The data section start
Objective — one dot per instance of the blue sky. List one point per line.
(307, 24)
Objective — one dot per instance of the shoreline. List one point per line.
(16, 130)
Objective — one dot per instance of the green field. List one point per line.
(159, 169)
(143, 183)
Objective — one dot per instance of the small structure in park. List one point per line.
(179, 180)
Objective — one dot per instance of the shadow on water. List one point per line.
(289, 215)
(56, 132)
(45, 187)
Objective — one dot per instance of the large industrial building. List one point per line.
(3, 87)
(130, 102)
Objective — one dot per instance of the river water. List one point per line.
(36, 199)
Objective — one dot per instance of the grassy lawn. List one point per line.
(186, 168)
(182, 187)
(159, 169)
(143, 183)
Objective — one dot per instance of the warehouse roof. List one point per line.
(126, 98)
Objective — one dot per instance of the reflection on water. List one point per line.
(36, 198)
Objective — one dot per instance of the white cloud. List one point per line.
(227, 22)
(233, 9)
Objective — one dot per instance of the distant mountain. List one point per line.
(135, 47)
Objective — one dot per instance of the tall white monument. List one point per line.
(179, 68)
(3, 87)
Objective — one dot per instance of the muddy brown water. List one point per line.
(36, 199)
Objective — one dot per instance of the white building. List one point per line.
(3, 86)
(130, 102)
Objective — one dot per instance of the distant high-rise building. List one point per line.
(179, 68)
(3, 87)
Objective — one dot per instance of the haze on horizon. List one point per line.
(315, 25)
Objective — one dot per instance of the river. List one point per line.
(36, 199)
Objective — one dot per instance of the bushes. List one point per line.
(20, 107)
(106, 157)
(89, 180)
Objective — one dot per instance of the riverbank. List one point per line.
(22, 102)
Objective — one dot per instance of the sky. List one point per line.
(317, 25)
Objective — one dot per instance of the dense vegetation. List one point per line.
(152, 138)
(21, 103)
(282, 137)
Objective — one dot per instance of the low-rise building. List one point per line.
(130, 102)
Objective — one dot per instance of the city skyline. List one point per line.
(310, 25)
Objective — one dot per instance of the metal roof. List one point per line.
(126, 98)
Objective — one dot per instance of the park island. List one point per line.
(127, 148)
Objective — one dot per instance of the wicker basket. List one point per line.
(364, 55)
The data section end
→ The task:
Output only the lines from the one containing "Objective — one dot per instance of the reflection" through the end of the material, please, exactly as they appear.

→ Result for this task:
Objective — one dot per instance of the reflection on water. List one point per line.
(36, 198)
Objective — one dot per instance of the white cloud. List one point per line.
(227, 22)
(233, 9)
Objective — one dot per instance of the distant mountain. List one point per line.
(135, 47)
Objective — one dot per instance of the tall white monument. List one point per line.
(179, 68)
(3, 87)
Objective — one dot per instance of the muddy brown water. List one point per line.
(36, 199)
Objective — one dot per instance of the white building. List one point per line.
(3, 86)
(130, 102)
Objective — one dot per instance of the distant high-rise building. List one point per line.
(179, 68)
(3, 87)
Objective — one dot per instance of the haze on horizon. List one point per line.
(315, 25)
Objective — one dot per instance of the river. List one point per line.
(36, 199)
Objective — one dot per instance of the bushes. List one point per line.
(20, 107)
(106, 157)
(89, 180)
Objective — one dot per instance of the riverbank. List one point per line.
(22, 102)
Objective — one dot per instance of the sky. List one point per line.
(317, 25)
Objective — one dot per instance of the dense vegetation. List one point per line.
(152, 138)
(21, 103)
(282, 137)
Objective — one dot per instance of the low-rise building. List one point per line.
(130, 102)
Objective — one dot per instance of the city skyline. List one point per line.
(310, 25)
Objective — one dot per instance of the metal roof. List one point per line.
(126, 98)
Objective — one dot per instance of the park island. List one point per line.
(127, 148)
Objective — one dot per instance of the wicker basket. List one point per line.
(364, 55)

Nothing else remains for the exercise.